** Provided data follows **

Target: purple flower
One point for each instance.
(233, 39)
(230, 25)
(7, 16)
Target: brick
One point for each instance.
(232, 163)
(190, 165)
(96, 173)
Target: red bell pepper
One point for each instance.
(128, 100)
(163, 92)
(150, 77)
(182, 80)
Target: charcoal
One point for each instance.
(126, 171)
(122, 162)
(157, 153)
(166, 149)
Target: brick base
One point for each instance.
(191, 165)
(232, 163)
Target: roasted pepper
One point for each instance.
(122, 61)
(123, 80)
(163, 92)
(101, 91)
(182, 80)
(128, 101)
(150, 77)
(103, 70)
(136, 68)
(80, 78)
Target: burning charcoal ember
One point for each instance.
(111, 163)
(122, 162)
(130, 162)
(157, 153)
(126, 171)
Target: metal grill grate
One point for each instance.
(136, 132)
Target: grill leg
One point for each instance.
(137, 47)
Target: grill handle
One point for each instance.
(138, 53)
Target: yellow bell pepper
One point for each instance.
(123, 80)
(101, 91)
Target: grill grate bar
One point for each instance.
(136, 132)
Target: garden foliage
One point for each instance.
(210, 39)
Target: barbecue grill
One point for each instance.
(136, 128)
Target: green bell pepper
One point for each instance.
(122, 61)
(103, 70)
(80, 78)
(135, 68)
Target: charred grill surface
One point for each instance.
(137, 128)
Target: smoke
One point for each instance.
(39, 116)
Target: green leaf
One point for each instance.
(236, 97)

** End of Provided data **
** Provided data follows **

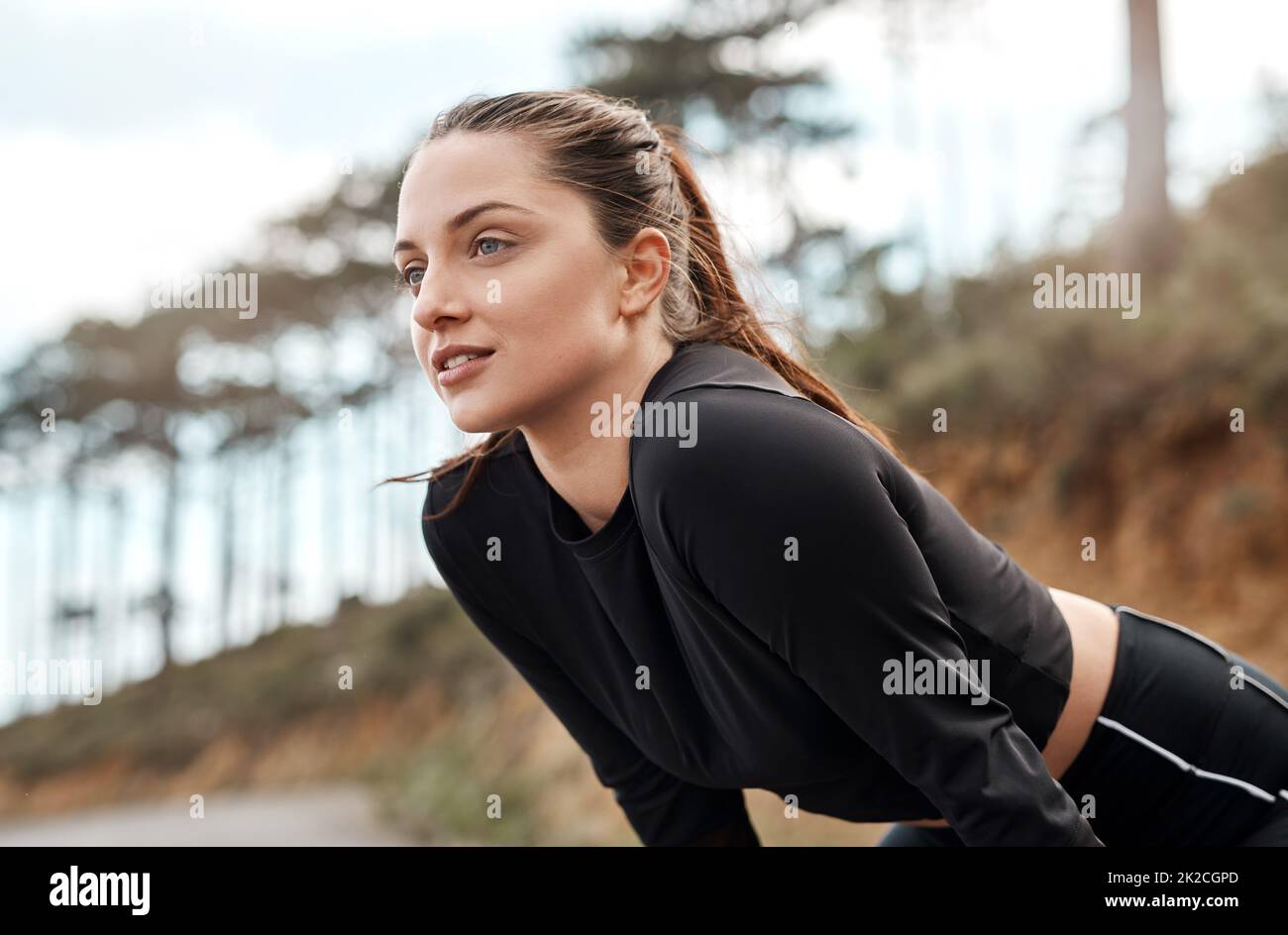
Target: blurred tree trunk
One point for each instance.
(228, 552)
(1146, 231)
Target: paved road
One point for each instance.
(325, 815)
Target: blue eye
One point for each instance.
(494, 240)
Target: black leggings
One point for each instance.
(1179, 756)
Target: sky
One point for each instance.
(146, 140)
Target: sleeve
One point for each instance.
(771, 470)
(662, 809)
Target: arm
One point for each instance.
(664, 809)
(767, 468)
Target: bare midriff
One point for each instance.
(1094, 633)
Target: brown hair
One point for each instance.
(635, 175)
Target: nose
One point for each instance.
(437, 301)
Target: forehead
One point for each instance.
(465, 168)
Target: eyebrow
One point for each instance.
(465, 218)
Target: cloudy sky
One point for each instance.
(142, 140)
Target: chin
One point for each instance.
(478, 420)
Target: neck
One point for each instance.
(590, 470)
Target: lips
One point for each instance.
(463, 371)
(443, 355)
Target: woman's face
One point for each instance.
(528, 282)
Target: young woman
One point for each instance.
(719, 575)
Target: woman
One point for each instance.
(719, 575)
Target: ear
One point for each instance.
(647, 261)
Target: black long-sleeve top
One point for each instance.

** End of Provided data **

■ Exercise instructions
What is the number of lines in the entries above that contain the word "grate"? Answer with that number only.

■ Task result
2